[[ INPUT DATA open ]]
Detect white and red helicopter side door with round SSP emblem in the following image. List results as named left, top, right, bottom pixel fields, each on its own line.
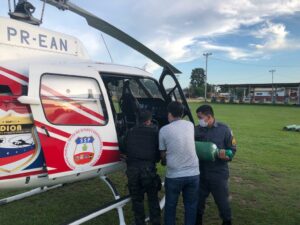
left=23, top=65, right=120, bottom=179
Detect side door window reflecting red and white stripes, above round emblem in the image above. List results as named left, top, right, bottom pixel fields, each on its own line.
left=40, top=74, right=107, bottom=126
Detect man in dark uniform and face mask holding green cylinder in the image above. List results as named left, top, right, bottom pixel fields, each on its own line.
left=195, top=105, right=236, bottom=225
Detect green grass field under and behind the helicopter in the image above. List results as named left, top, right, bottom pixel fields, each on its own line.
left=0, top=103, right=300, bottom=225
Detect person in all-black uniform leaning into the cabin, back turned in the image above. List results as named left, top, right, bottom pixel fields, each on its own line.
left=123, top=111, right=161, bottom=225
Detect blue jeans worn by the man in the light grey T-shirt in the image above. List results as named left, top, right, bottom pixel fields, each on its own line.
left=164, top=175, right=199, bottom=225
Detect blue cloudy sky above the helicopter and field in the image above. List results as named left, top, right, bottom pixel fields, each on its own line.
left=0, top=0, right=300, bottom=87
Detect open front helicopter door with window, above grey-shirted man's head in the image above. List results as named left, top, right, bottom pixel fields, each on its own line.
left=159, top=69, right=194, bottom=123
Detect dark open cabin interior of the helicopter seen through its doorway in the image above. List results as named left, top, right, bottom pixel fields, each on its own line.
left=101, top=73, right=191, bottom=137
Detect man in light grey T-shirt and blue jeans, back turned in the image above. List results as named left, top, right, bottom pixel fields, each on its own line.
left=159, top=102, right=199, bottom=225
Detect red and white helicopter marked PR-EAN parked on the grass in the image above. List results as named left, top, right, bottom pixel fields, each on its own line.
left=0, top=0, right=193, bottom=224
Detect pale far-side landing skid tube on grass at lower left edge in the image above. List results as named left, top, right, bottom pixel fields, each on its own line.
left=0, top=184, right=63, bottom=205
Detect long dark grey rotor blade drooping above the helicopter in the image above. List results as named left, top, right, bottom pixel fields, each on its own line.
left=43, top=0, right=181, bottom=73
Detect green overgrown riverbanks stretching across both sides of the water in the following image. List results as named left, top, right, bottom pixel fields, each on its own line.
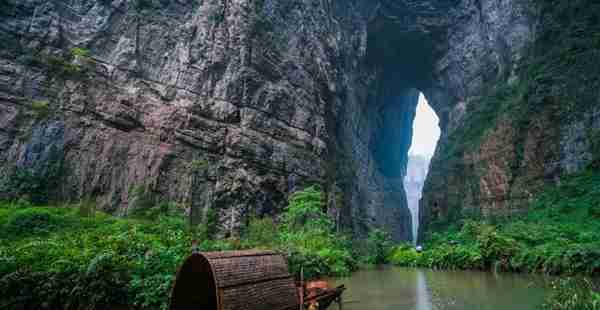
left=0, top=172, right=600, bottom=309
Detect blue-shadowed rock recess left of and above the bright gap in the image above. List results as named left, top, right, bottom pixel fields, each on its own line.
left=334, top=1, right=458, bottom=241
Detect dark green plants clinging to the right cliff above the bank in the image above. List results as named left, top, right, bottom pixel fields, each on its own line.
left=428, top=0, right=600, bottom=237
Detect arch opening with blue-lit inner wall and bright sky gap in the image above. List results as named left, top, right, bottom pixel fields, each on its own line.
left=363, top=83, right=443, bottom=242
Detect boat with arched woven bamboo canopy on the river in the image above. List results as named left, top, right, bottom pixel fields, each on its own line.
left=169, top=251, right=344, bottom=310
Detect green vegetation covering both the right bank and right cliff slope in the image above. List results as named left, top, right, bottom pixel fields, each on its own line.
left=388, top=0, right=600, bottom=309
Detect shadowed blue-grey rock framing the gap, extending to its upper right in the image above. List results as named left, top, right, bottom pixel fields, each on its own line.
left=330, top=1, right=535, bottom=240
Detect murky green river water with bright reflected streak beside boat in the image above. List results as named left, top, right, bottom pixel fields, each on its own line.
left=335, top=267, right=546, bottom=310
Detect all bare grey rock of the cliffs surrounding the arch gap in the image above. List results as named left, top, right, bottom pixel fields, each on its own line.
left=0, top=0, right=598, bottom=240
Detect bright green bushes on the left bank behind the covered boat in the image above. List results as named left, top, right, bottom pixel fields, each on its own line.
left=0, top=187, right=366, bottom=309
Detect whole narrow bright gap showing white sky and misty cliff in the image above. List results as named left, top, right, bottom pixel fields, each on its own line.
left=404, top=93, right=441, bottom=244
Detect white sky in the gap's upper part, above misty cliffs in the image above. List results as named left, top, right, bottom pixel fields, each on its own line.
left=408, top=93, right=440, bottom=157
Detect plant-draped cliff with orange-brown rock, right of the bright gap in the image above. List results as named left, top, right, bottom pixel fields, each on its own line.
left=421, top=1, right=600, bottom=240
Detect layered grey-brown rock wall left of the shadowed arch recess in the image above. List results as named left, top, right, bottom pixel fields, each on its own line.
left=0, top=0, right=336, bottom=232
[[ INPUT DATA closed ]]
Would you write out all of the records exactly, omitting the pictures?

» EXERCISE OUTPUT
Detect white and red helicopter side door with round SSP emblem in the following image. List results as named left, top, right, bottom pixel fields, each on its own line.
left=23, top=65, right=120, bottom=179
Detect side door window reflecting red and white stripes, above round emblem in the image above. List results as named left, top, right, bottom pixel fields, each on its own line.
left=40, top=74, right=107, bottom=126
Detect man in dark uniform and face mask holding green cylinder in the image above. List results as named left, top, right, bottom pixel fields, each on its own line.
left=195, top=105, right=236, bottom=225
Detect green grass field under and behind the helicopter in the image above. List results as named left, top, right, bottom pixel fields, each on its own line.
left=0, top=103, right=300, bottom=225
Detect person in all-black uniform leaning into the cabin, back turned in the image above. List results as named left, top, right, bottom pixel fields, each on its own line.
left=123, top=111, right=161, bottom=225
Detect blue jeans worn by the man in the light grey T-shirt in the image above. List results as named left, top, right, bottom pixel fields, each on its own line.
left=164, top=175, right=199, bottom=225
Detect blue cloudy sky above the helicopter and field in the image above. List results as named left, top, right, bottom pixel fields, each on its own line.
left=0, top=0, right=300, bottom=87
Detect open front helicopter door with window, above grey-shirted man's head in the image above. List results as named left, top, right, bottom pixel fields, each on its own line.
left=159, top=69, right=194, bottom=123
Detect dark open cabin interior of the helicopter seen through its doorway in the image above. List results as named left, top, right, bottom pixel fields, each on its own line.
left=101, top=73, right=191, bottom=137
Detect man in light grey T-shirt and blue jeans, back turned in the image above. List results as named left, top, right, bottom pixel fields, each on its own line.
left=159, top=102, right=199, bottom=225
Detect red and white helicopter marked PR-EAN parked on the grass in the image above. List results as named left, top, right, bottom pixel fields, each on its own line.
left=0, top=0, right=193, bottom=224
Detect pale far-side landing skid tube on grass at lower left edge in the image above. List results as named left, top, right, bottom pixel fields, each on its own line.
left=0, top=184, right=63, bottom=205
Detect long dark grey rotor blade drooping above the helicopter in the image above. List results as named left, top, right, bottom pixel fields, each on its own line.
left=43, top=0, right=181, bottom=73
Detect green overgrown riverbanks stretching across both sides of the water in the following image. List results as named left, top, right, bottom pixel fields, each on its own line.
left=0, top=172, right=600, bottom=309
Detect blue-shadowed rock recess left of and above the bright gap in the image above. List results as named left, top, right, bottom pixel fields, each on its own line.
left=334, top=1, right=458, bottom=241
Detect dark green plants clinging to the right cliff above the bank in the image above. List results as named left, top, right, bottom pixel fields, each on its own line.
left=428, top=0, right=600, bottom=237
Detect arch opening with blue-lit inner wall and bright sky gap in the image above. List results as named left, top, right, bottom pixel fields, each on its own line.
left=363, top=83, right=443, bottom=242
Detect boat with arched woven bamboo canopy on the river in the image above. List results as named left, top, right, bottom pixel fields, each on its own line.
left=169, top=251, right=344, bottom=310
Detect green vegetation covering both the right bank and right cliff slope in the image above. List results as named left, top, right, bottom pixel fields, each on its own line.
left=388, top=0, right=600, bottom=309
Detect shadowed blue-grey rock framing the gap, extending to its upper right in the image above. List results as named left, top, right, bottom pixel fields, each on its own line.
left=330, top=1, right=535, bottom=240
Detect murky green river water with bright reflected streak beside boat in the image above. List results as named left, top, right, bottom pixel fields, each on its own line.
left=335, top=267, right=546, bottom=310
Detect all bare grey rock of the cliffs surrounding the arch gap in the image above. List results as named left, top, right, bottom pixel fields, each on its own line.
left=0, top=0, right=598, bottom=240
Detect bright green bushes on the left bank behind the covered boat in the image above. List results as named left, top, right, bottom pixel fields, each on its own line.
left=0, top=187, right=366, bottom=309
Detect whole narrow bright gap showing white sky and misty cliff in the image above. List results as named left, top, right, bottom pixel fields, each on its own line.
left=404, top=93, right=441, bottom=244
Detect white sky in the gap's upper part, above misty cliffs in the image above. List results as named left, top, right, bottom pixel fields, each on its own line.
left=408, top=93, right=440, bottom=157
Detect plant-draped cliff with orange-brown rock, right of the bright gap in the image above. List results as named left, top, right, bottom pixel fields, each on its own line.
left=421, top=1, right=600, bottom=240
Detect layered grey-brown rock wall left of the shadowed arch recess in the image above. List results as named left, top, right, bottom pixel fields, each on its own line.
left=0, top=0, right=336, bottom=232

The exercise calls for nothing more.